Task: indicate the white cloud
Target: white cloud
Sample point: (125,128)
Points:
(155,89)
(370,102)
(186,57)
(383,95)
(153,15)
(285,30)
● ● ● ● ●
» **THE TASK**: From the entries above, copy every line containing the word "cloud".

» **YOUR SOLUTION**:
Task: indicate the white cloud
Target: white cloud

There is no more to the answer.